*SET EXERCISE 1*:
List every line of the records that includes the word "louvered", copying each such line in full.

*PAGE EXTRACT*:
Effort: high, Importance: high, Priority: high

Release Highlights:

3. Feature list 

3.1 Partitioned cubes 

Effort: medium; importance: medium; priority: medium.

Whereas a regular cube has a single fact table, a partitioned cube has several fact tables, which are unioned together. The fact tables must have the same column names.

Each fact table can have a range (similar to 'cache ranges', above) which describes what data ranges are found in each. When looking for a particular cell, Mondrian scans the tables' criteria to determine which table to look in. For example, T1 holds data for Texas, 2005 onwards; T2 holds data for 2004 onwards; T3 holds all other data.  The cell (Oklahoma, January 2005) would be found in T2.

Partitioned tables are useful for real-time analysis. For example, one partition might contain today's data, while another might hold historical data. The 'hot' partition with today's data would typically have fewer or no aggregation tables and have caching disabled; its fact table might have different physical options in the RDBMS, say fewer indexes to maximize insert performance.

Example schema:

<Cube name="Sales">
    <Partitions>
        <Partition name="partition1" cache="false">
            <Table name="sales_fact_this_month"/>
            <Ranges>
                <Range dimension="[Time]">
                    <RangeMember bound="lower" member="[Time].[2005].[9]"/>
                </Range>
                <Range dimension="[Store]">
                    <RangeMember member="[Store].[USA].[CA]"/>
                    <RangeMember member="[Store].[USA].[WA].[Seattle]"/>
                </Range>
            </Ranges>
        </Partition>
        <Partition name="partition2" cache="true">
            <Table name="sales_fact"/>
            <Ranges/>
        </Partition>
    </Partitions>
</Cube>

3.2 Cold start 

Effort: medium; importance: medium; priority: low.

When Mondrian initializes and starts to process the first queries, it makes sql calls to get member lists and determine cardinality, and then to load segments into the cache. When Mondrian is closed and restarted, it has to do that work again. This can be a significant chunk of time depending on the cube size. For example in one test an 8GB cube (55M row fact table) took 15 minutes (mostly doing a group by) before it returned results from its first query, and absent any caching on the database server would take another 15 minutes if you closed it and reopened the application. Now, this cube was just one month of data; imagine the time if there was 5 years worth.

What ideas and designs can you come up with to speed that up, in other words to do anything time consuming only once and reuse it between instances?

Gang Chen: If it's possible, can we calculate the real levels of a parent-child hierarchy? This'll let Mondrian's metadata close to MS AS's.

Julian Hyde: Can you give me more details on how that would work? Start a discussion forum or feature request on SourceForge.

Other options for cold start:

3.3 Rollup in cache 

Effort: medium; importance: medium; priority: low.

If the cache contains aggregates for all children of a member, then Mondrian would be able to compute the aggregate for the parent member by rolling up.

See the email thread "grouper in Mondrian".

3.4 Compound slicer 

Effort: medium; importance: low; priority: low.

3.5 Schema and query validation 

Process to validate a schema.

Process to validate a set of queries. Maybe an option to ignore errors due to specific members not existing because the data hasn't been loaded yet.

*SET EXERCISE 2*:
Pick up the Mondrian feature list where it stops and write the next part in the same style.

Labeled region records
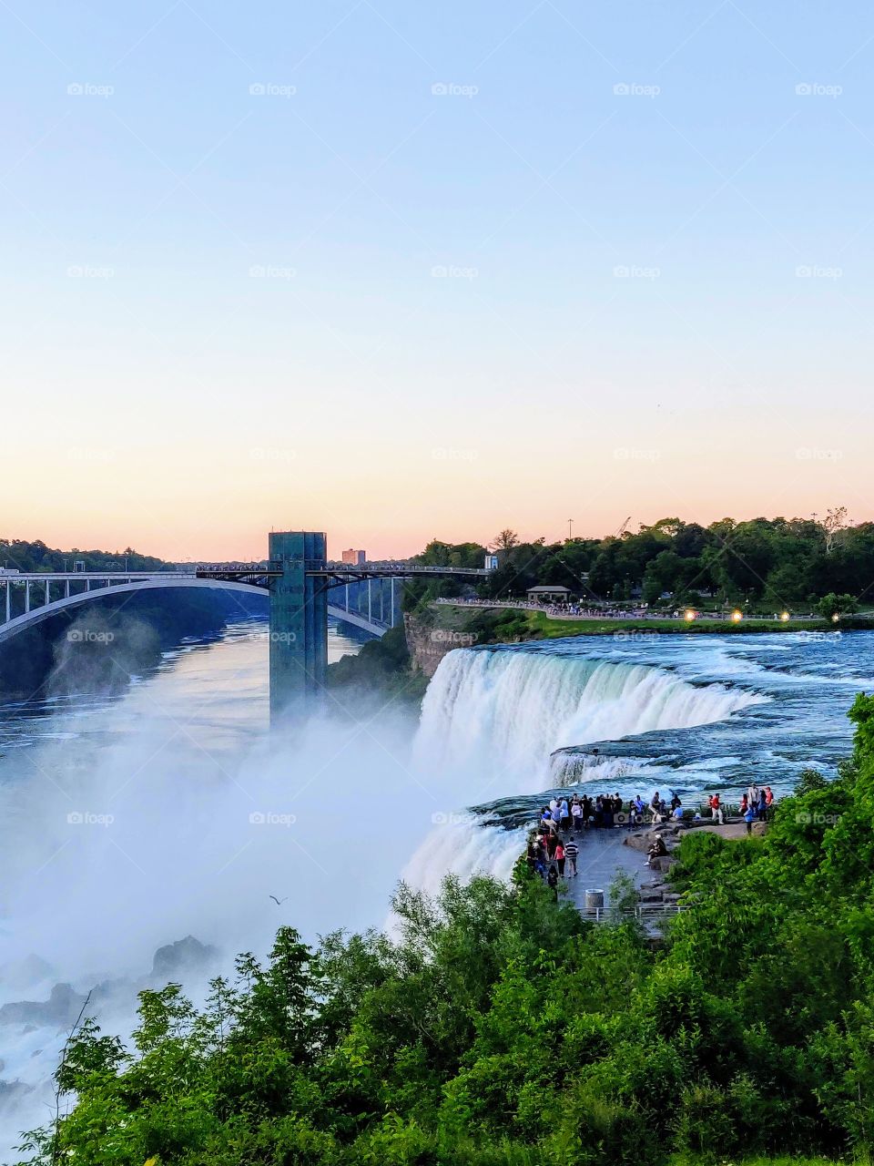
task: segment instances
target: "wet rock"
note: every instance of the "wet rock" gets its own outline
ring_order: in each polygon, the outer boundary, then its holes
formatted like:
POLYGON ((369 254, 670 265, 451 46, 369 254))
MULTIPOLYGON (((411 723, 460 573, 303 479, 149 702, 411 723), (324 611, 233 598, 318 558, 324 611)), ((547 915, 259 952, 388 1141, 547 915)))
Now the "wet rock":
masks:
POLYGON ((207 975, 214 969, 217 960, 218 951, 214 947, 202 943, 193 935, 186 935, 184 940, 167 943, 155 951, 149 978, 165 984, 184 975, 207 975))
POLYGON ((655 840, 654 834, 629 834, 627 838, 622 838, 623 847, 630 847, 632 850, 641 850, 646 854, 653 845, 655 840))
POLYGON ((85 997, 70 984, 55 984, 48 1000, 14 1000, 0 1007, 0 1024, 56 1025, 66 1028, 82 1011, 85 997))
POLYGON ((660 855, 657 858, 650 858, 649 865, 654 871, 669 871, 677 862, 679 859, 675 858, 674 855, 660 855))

...

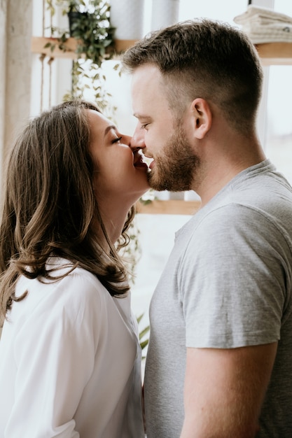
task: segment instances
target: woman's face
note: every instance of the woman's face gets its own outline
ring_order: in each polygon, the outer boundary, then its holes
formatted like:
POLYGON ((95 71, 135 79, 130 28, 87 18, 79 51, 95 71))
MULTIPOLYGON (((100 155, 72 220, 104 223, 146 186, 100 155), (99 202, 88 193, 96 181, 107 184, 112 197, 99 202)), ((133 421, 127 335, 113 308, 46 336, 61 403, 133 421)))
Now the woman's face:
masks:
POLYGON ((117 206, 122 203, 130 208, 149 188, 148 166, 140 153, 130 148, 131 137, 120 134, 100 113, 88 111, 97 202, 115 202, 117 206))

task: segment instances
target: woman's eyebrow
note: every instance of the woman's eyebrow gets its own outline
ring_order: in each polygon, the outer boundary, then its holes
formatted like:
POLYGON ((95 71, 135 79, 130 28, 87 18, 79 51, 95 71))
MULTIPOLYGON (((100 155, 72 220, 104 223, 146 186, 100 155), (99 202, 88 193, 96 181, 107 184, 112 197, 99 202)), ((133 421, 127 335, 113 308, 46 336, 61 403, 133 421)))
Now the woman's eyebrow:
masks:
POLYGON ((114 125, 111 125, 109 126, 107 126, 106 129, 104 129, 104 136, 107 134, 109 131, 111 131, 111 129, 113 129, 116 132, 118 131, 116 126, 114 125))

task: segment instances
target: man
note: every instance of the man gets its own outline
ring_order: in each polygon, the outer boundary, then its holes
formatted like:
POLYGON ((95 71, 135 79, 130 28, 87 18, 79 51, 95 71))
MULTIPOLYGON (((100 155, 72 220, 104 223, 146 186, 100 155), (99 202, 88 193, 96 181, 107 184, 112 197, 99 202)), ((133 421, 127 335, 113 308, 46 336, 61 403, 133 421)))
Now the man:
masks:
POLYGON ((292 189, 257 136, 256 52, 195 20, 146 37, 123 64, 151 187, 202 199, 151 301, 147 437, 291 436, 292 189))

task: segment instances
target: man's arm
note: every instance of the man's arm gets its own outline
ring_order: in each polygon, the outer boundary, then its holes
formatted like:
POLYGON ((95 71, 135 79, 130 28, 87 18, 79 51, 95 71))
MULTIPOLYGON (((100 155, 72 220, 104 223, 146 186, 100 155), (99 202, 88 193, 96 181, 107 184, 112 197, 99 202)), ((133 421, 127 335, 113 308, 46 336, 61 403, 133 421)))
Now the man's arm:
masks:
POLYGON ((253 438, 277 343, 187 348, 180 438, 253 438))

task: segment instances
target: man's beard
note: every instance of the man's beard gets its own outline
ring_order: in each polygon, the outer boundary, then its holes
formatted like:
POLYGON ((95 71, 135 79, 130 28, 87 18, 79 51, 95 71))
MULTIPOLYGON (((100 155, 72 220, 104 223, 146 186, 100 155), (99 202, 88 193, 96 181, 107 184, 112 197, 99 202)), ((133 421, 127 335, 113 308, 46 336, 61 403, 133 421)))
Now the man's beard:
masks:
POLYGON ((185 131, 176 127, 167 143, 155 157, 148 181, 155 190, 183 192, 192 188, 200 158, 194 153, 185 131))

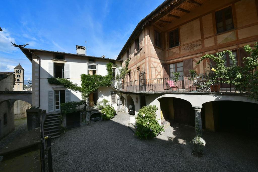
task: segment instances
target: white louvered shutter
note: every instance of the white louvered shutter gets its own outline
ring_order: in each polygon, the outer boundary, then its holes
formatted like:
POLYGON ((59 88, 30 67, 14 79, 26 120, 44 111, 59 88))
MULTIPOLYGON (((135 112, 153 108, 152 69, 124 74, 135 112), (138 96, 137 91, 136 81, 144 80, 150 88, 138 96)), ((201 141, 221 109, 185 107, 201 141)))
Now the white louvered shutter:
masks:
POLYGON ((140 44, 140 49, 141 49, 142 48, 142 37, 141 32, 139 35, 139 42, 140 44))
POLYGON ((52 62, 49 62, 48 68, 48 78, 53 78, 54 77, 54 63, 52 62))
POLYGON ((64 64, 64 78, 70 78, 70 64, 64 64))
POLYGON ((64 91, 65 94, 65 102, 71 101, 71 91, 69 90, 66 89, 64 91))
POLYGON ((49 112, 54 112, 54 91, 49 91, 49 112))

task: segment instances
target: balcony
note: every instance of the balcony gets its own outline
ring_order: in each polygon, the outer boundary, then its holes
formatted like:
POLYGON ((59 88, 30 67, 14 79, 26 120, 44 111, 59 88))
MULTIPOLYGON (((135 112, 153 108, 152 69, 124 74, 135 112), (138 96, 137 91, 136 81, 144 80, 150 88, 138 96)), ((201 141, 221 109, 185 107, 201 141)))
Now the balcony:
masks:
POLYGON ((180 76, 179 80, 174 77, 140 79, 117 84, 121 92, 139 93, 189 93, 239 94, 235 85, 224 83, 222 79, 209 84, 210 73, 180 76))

*ANSWER 1*:
target: white louvered shutter
note: every instance of the white louvered shutter gets its own outline
Now the white louvered shutter:

*ANSWER 2*:
Expose validation via Eclipse plugin.

3.6 Name-resolution 

Mondrian's name resolution is not always compatible with other MDX implementations such as MSAS and SAS.

  1. Support abbreviated member names. For example, e.g. [Products].[Boston Lager] seems to be valid in MSAS if product names are unique, whereas Mondrian currently requires [Products].[Beverages].[Beer].[Samual Adams].[Boston Lager].
  2. Change scheme for generating unique names, omitting the 'all' member name; current [Customers].[(All customers)].[USA] would become [Customers].[USA]. Mondrian would still understand names of the previous form.

3.7 Standard functions 

Implement standard MDX functions:

3.8 Bridge to CWM 

CWM (Common Warehouse Model) is a standard model for defining data warehouse and multidimensional schemas. It allows interoperability with tools such as UML diagrams, relational report design tools, and ETL tools.

This feature will add:

3.9 User-defined aggregate functions 

The standard aggregate functions are sum, count, distinct-count, min, max and avg. This feature will provide an SPI by which application developers can write their own aggregate functions.

The SPI will include:

The SPI will support functions which map to a SQL expression rather than a SQL aggregate function. The "avg" function is an example of this: it works by expanding itself to sum / count.

The SPI will support functions which can be computed from unaggregate fact table data, but cannot be rolled up. The "distinct-count" function is an example of this.

You will be able to include user-defined aggregate functions in aggregate tables.

3.10 Further work on aggregate tables 

1. Data population

Utility to populate (or generate INSERT statements to populate) the agg tables. (For extra credit: populate the tables in topological order, so that higher level aggregations can be built from lower level aggregations.)

2. DDL generation

Utility to generate a script containing CREATE TABLE and CREATE INDEX statements all possible aggregate tables (including indexes), XML for these tables, and comments indicating the estimated number of rows in these tables. Clearly this will be a huge script, and it would be ridiculous to create all of these tables. The person designing the schema could copy/paste from this file to create their own schema.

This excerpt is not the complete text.